## Goal of the exercise:
Your task is to repeat, word for word, the line containing "If you could pin the window with" and all lines that follow it to the end of the material, and no other lines.

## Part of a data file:
+-------+
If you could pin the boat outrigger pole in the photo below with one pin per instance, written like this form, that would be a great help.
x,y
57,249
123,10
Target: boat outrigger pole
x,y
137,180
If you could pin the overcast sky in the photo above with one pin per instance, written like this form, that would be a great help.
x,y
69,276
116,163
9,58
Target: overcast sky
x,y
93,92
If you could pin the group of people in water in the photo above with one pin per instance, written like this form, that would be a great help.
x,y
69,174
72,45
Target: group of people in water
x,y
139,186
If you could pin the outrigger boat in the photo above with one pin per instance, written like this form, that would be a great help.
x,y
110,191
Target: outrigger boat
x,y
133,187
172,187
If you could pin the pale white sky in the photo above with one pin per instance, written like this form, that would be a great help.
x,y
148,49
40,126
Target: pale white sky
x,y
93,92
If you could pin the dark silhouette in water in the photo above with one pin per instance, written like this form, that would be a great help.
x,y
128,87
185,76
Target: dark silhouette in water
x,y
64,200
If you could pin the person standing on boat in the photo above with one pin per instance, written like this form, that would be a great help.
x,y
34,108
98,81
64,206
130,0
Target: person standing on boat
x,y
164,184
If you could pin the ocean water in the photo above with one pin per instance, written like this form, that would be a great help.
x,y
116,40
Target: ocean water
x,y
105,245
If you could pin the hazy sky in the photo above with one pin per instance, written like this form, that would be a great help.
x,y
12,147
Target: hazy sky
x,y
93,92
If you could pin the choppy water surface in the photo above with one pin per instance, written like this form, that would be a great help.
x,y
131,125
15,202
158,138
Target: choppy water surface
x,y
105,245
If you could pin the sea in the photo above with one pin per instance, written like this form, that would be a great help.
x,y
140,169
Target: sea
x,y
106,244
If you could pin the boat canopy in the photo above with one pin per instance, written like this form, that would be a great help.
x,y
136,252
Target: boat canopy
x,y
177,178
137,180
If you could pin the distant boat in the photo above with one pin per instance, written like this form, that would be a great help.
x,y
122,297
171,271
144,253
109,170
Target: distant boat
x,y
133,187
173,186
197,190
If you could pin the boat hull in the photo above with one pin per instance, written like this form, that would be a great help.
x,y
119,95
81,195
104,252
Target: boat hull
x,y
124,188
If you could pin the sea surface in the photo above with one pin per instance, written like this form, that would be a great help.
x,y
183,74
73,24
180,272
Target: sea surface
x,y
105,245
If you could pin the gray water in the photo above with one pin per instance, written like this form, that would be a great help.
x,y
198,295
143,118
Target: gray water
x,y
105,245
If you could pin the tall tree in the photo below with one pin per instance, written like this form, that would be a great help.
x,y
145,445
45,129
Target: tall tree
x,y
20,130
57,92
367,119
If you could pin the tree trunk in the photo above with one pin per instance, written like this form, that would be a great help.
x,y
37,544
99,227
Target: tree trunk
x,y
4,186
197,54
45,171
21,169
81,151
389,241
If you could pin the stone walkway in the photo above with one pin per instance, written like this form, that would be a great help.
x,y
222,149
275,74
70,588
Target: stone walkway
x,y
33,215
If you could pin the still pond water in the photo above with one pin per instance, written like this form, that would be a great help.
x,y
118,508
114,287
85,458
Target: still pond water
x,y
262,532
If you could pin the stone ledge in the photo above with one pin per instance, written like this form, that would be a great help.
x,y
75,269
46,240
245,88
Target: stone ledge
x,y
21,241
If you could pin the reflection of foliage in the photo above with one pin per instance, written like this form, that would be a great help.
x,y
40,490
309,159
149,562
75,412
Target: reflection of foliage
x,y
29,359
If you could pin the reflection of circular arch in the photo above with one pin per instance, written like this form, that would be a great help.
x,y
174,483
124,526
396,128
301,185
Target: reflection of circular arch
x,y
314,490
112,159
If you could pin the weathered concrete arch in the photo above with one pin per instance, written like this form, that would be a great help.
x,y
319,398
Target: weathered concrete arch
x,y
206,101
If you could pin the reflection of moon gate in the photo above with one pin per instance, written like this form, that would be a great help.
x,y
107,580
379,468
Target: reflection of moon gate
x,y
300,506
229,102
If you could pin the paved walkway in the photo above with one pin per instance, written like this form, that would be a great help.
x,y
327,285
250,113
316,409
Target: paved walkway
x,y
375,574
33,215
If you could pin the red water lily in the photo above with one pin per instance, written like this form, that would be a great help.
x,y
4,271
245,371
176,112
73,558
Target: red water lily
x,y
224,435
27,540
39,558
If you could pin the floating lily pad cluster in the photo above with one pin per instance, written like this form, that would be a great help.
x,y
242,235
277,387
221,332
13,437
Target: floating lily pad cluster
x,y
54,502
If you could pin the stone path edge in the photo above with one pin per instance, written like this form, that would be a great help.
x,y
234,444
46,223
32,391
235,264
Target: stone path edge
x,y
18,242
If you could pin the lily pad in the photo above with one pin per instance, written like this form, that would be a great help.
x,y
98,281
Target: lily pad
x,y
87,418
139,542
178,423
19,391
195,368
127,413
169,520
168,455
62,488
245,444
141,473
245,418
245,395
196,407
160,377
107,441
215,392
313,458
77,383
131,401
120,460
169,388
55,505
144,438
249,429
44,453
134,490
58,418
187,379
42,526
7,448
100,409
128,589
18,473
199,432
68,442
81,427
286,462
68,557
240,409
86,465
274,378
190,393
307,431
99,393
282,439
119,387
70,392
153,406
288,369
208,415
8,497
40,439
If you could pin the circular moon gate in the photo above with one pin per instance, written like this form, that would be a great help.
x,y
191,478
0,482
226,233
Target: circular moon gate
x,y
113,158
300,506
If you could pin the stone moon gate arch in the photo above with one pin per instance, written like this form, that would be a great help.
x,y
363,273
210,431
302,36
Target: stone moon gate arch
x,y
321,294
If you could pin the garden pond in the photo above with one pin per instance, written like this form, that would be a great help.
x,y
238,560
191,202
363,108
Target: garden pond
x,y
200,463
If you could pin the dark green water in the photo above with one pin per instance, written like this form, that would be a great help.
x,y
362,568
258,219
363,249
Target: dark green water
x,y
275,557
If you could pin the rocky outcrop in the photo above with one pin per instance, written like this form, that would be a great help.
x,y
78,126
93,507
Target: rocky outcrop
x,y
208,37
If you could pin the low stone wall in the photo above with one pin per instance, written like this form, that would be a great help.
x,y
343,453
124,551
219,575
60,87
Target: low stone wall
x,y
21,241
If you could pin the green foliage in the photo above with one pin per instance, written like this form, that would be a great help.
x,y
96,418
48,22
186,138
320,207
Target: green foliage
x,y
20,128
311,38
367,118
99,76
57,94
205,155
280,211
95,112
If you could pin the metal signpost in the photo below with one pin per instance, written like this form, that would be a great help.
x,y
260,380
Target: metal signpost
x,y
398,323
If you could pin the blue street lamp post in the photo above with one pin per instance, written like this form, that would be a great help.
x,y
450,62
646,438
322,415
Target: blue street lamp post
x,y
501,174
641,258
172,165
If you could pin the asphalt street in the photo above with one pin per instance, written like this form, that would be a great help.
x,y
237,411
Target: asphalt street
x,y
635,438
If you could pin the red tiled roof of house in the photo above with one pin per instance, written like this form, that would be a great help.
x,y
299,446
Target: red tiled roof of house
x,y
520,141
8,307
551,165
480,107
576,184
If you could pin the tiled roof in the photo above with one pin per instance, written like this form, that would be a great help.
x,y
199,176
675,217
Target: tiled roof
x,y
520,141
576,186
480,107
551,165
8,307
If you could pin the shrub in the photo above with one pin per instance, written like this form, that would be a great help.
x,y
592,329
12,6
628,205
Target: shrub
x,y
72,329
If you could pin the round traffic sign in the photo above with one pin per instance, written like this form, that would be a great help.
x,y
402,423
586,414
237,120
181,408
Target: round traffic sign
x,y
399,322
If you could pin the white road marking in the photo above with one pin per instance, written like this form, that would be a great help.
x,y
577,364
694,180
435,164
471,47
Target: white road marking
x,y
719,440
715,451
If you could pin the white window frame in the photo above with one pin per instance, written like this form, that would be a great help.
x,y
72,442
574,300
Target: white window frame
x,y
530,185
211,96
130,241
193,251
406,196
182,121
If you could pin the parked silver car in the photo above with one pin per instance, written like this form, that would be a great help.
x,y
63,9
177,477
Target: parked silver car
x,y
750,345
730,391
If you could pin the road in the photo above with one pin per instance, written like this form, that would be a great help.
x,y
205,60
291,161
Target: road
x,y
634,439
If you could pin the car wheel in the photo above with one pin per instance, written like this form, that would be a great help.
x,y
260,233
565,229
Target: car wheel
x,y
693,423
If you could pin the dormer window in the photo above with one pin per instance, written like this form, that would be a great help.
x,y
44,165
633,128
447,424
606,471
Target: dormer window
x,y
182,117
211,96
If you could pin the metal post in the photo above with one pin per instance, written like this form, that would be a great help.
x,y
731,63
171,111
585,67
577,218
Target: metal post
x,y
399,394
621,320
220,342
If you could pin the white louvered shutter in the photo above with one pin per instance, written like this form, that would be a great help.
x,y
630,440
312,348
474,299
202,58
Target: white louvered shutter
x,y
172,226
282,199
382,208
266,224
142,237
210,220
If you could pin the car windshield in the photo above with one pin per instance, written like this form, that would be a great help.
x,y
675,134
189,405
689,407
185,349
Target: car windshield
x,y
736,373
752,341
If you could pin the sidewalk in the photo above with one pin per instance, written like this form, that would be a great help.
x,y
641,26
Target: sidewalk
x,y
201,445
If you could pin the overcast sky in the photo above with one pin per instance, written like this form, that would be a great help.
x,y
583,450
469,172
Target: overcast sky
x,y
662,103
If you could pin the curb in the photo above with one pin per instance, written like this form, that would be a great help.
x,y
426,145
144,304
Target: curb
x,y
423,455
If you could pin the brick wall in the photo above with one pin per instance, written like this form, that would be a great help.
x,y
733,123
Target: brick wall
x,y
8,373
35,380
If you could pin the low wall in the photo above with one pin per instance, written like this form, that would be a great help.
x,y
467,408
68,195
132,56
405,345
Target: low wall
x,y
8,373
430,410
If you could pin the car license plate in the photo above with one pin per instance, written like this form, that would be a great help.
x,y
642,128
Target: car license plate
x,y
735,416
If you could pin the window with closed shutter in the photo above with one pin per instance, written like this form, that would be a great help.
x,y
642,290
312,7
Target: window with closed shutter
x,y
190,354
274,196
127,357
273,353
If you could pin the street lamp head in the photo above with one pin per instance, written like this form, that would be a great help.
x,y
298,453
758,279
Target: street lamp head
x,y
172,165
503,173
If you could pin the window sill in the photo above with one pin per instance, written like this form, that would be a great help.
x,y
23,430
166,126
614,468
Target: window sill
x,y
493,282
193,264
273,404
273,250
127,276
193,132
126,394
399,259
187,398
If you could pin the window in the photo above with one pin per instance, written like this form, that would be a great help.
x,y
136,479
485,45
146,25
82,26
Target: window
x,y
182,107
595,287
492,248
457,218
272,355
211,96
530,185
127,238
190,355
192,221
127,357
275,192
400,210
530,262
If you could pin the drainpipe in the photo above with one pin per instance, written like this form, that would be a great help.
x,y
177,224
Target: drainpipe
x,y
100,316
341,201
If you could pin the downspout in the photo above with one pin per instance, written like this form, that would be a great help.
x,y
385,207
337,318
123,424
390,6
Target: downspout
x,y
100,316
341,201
+-------+
## Output for this task:
If you could pin the window with closed shutter in the photo above with one pin per instance, written like this form, that would be a great help.
x,y
642,290
312,7
Target: window with closed shutter
x,y
190,354
274,196
127,357
273,353
If you could pin the street lamp head in the photo above with one pin per instance, written like this form, that would be a great help.
x,y
298,453
758,279
Target: street lamp head
x,y
172,165
503,173
If you could pin the window sill in the photo above with one pin per instance, written like this form, that would be a great help.
x,y
23,430
166,126
614,468
Target: window sill
x,y
493,282
193,264
273,404
273,250
127,276
193,132
126,394
399,259
187,398
If you could pin the window in the photo above with one pin per instance, written like this form, that would be a great help.
x,y
136,479
485,45
146,25
82,26
Target: window
x,y
182,107
595,287
492,248
457,218
272,355
211,96
530,185
127,238
190,355
192,221
127,357
275,192
400,210
530,262
If you could pin the drainpipe in the photo above with one pin per instance, written like this form, that would be a great help.
x,y
177,224
Target: drainpipe
x,y
100,316
341,201
If you could pin the downspout in the photo above with one pin per instance, written like this form, that would be a great help.
x,y
385,207
337,318
123,424
390,6
Target: downspout
x,y
100,316
341,201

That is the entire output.